**Dataset rows**
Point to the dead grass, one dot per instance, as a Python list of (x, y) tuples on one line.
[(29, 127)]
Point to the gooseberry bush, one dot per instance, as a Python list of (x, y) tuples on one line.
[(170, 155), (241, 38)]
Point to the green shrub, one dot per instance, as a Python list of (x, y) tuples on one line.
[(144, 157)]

...

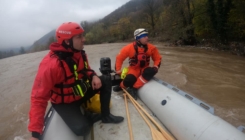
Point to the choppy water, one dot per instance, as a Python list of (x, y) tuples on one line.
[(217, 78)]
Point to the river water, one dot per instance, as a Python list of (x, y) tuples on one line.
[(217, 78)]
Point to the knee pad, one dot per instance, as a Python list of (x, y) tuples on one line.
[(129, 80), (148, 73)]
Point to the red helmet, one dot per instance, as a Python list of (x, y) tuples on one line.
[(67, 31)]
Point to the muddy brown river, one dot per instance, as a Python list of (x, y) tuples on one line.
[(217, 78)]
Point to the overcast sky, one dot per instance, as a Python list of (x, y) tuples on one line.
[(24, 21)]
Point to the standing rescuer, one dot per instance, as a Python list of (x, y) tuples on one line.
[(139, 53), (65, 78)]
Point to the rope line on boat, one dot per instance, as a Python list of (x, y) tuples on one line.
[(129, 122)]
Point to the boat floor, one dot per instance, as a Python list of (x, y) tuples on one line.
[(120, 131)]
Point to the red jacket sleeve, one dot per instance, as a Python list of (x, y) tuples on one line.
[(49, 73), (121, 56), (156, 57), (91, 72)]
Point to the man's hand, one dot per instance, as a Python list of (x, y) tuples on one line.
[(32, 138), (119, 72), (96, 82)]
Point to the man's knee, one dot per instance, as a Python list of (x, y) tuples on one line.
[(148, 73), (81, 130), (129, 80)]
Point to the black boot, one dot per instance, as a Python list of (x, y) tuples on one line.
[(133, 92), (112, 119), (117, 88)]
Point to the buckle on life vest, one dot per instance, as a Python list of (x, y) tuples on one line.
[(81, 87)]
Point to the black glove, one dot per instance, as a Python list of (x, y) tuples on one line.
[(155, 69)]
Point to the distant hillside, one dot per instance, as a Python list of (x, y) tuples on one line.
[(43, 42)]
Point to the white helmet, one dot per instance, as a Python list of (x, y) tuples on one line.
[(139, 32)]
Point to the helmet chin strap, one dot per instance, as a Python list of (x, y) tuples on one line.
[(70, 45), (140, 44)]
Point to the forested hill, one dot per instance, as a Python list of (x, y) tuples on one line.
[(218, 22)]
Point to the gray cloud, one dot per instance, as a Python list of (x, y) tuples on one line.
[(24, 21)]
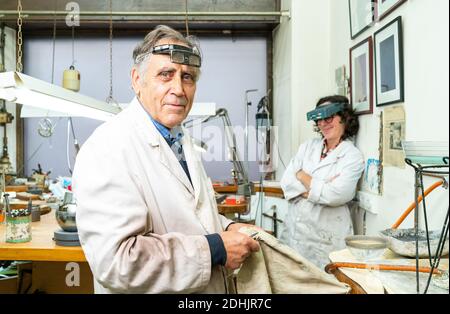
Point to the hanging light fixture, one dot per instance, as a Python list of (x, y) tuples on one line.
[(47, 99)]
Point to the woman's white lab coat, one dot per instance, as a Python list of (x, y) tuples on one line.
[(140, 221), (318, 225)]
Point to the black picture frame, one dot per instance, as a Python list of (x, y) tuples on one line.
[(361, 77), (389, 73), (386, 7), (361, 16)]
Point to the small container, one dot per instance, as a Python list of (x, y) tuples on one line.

==

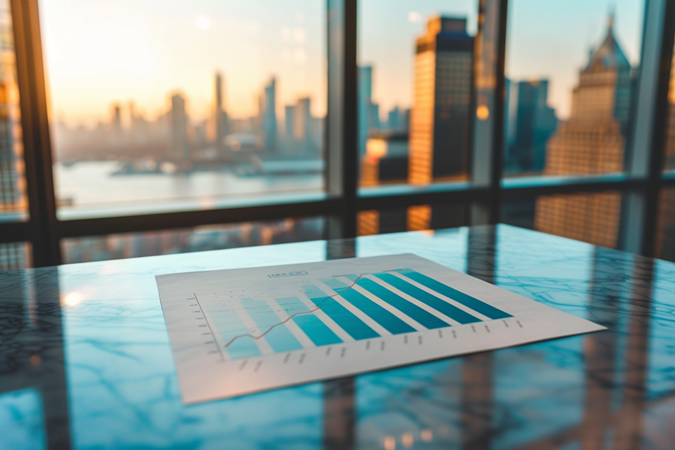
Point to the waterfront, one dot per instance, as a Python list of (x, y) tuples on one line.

**Task statement**
Change "gooseberry bush" to "currant bush" in everything from the line containing "Point to the dead" down to the line containing "[(170, 155), (241, 38)]", and write those lines out again with nothing else altered.

**Task solution**
Point to the dead grass, one dot per instance, as a Python list of (x, y) tuples on one line.
[(29, 127)]
Point to the currant bush, one dot per instance, as a Python list of (x, y) tuples on one line.
[(170, 155), (241, 38)]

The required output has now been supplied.